Write a continuation of the article on the Saukville street reconstruction assessments, picking up after its final sentence.
* START Text excerpt *
Initial projections for landowner charges range from $2,500 to $67,000

Village of Saukville officials and representatives from Reukert & Mielke, the village’s engineering firm, have been preparing residents for what is certain to be unwelcome news — the pending special assessments linked to the reconstruction of Church and Center streets.Saukville

The work — which will include the reconstruction of 1,500 feet of Church Street from Tower Street to Highway O, 550 feet of Center Street from South Railroad Street to South Dries Street and 300 feet of South Railroad Street between Church and Center streets — will start this spring and is scheduled to be completed by October.

Officials hosted the third public hearing on the road project last week at the police station meeting room. Prior meetings with residents were held as the planning reached the 30% and 60% stages.

This time, property owners came armed with estimated assessments for sewer, curb and sidewalk work. 

Those estimates for residents ranged from $2,572 to $15,218, although those numbers seemed relatively minor compared to the estimated $67,000 in assessments that will be owed on improvements made to the five parcels owned by Immaculate Conception Catholic Church, which is now part of St. John XXIII Parish.

Preliminary measurements show the parish will be responsible for the cost of installing 1,322 square feet of sidewalks, 1,320 square feet of asphalt driveways, 629 feet of curbs and gutters, 243 feet of sewer laterals and 81 square feet of driveway approaches.

Adding to the anticipated assessment costs, seven properties in the project area will also have to correct illegal sump pump connections to comply with village ordinances.

Project manager Sean Sullivan, who has been the spokesperson for the project throughout the planning process, offered background on the project during the hearing and fielded a host of questions from property owners clutching their assessments.

Sullivan explained that the ballpark numbers will be firmed up after the village receives bids on the work this week. The Village Board is expected to award the contract for the reconstruction at its Feb. 7 meeting.

Sullivan said the estimates were prepared using conservative numbers, adding that the actual assessments are likely to be “10% to 20% lower.”
* END Text excerpt *
* START Information supplied *
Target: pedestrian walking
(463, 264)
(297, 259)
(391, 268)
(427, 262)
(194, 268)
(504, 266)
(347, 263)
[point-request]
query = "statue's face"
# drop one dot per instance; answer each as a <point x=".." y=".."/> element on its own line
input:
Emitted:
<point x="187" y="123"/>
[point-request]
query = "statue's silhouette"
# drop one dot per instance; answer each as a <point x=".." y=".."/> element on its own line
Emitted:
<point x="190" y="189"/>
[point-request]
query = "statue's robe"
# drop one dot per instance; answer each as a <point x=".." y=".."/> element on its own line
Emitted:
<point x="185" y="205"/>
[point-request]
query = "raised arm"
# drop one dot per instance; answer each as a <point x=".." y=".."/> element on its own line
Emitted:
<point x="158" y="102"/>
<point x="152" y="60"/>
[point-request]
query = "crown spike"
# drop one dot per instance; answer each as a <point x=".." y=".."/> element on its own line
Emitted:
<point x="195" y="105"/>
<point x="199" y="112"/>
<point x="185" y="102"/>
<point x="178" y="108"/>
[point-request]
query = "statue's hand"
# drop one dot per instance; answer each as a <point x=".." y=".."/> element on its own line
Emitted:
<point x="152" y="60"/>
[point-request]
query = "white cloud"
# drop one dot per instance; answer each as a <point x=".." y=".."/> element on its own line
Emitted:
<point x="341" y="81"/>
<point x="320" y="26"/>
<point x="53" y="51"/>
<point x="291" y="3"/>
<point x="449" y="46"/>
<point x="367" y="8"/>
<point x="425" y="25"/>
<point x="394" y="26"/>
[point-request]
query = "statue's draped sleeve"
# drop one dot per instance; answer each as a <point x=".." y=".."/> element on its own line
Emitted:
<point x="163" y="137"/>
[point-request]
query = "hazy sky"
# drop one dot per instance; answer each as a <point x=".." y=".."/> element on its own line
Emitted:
* END Information supplied *
* START Information supplied *
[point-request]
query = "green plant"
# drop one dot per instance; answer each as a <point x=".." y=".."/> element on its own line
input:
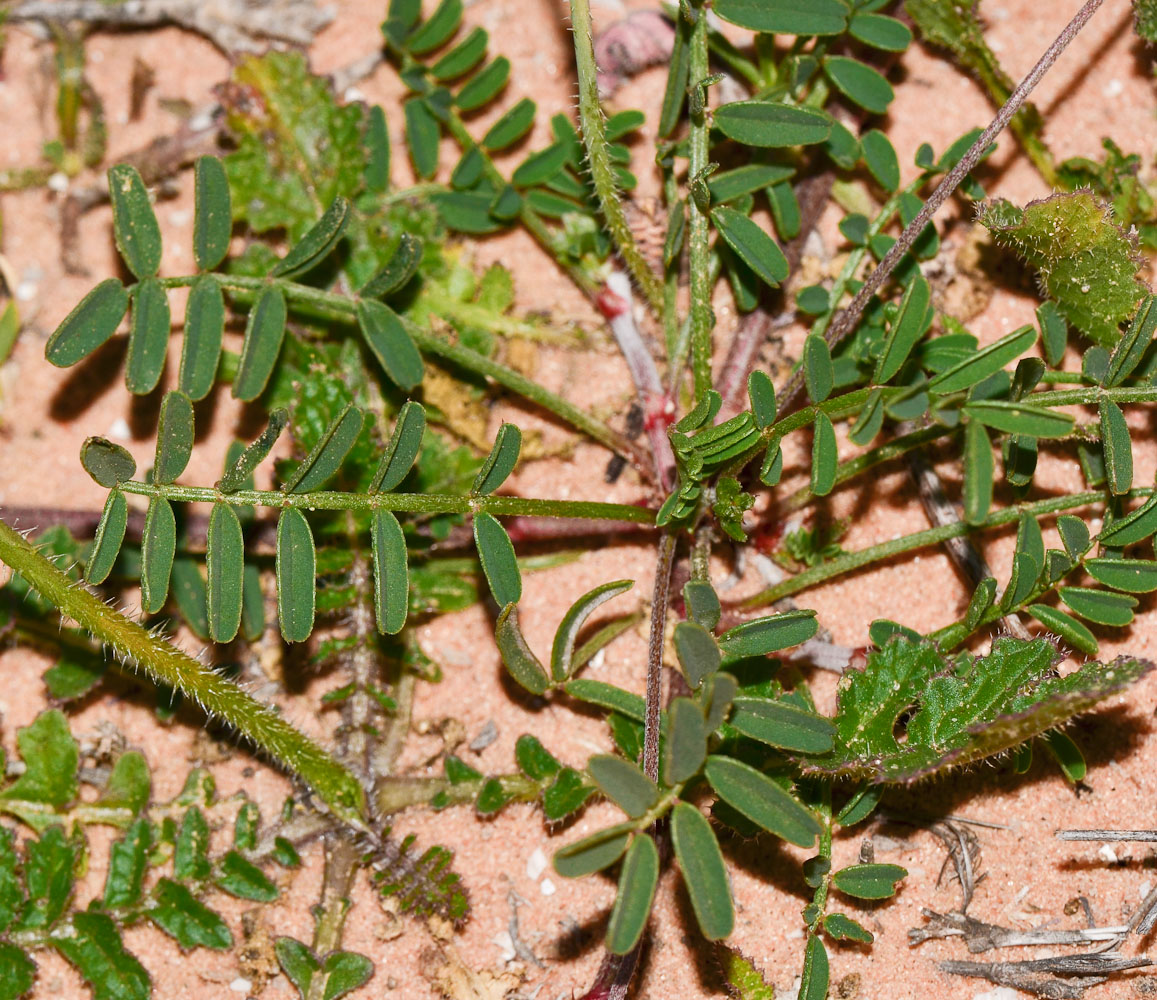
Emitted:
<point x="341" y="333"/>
* END Information supplied *
**Output for this task**
Even at a lower rate, village officials said they realized the assessments will be seen as a hardship for many property owners.

As in previous special assessments, village trustees agreed to set up a financing plan based on the amount owed.

A resolution adopted by the Village Board last week says that property owners will have the option of paying off their assessments over five years if they are deemed to owe between $1,000 and $3,000. Those with assessments of between $3,000 and $5,000, will be given seven years, and those owing more than $5,000 will have 10 years to pay.

The first payments will not be due until Nov. 1, 2018.

At the suggestion of Trustee Dan Sauer, those choosing to pay off their assessments over time will be charged an interest rate of 2.75% — 1% lower than originally proposed in the resolution. The original charge was based on 1% above the prime rate.

“We won’t be paying 3.75% for the money we borrow,” Sauer said, noting the village’s favorable credit rating.

He said it would be more equitable to base the interest charge on the prevailing U.S. Treasury rate.

Once the bids are finalized, village officials said they will send out revised estimates for assessments. The final assessments will be determined after the work is completed.

Anticipating that the village’s power to make assessments might be challenged, Village Attorney Gerry Antoine was asked to prepare a memo on the rationale.

“For a century, Wisconsin municipalities have used special assessments to pay for street construction, curb and gutter, storm and sanitary sewer improvements, water mains, sidewalks and other public improvements,” Antoine said.

“Most of these improvements are located in the public right-of-way and not on private property, but the abutting properties enjoy the principle usage of these improvements and are clearly benefited by these improvements.”

Beyond the legal authority, Sullivan said property owners will see the proposed work will be well worth the cost and inconvenience.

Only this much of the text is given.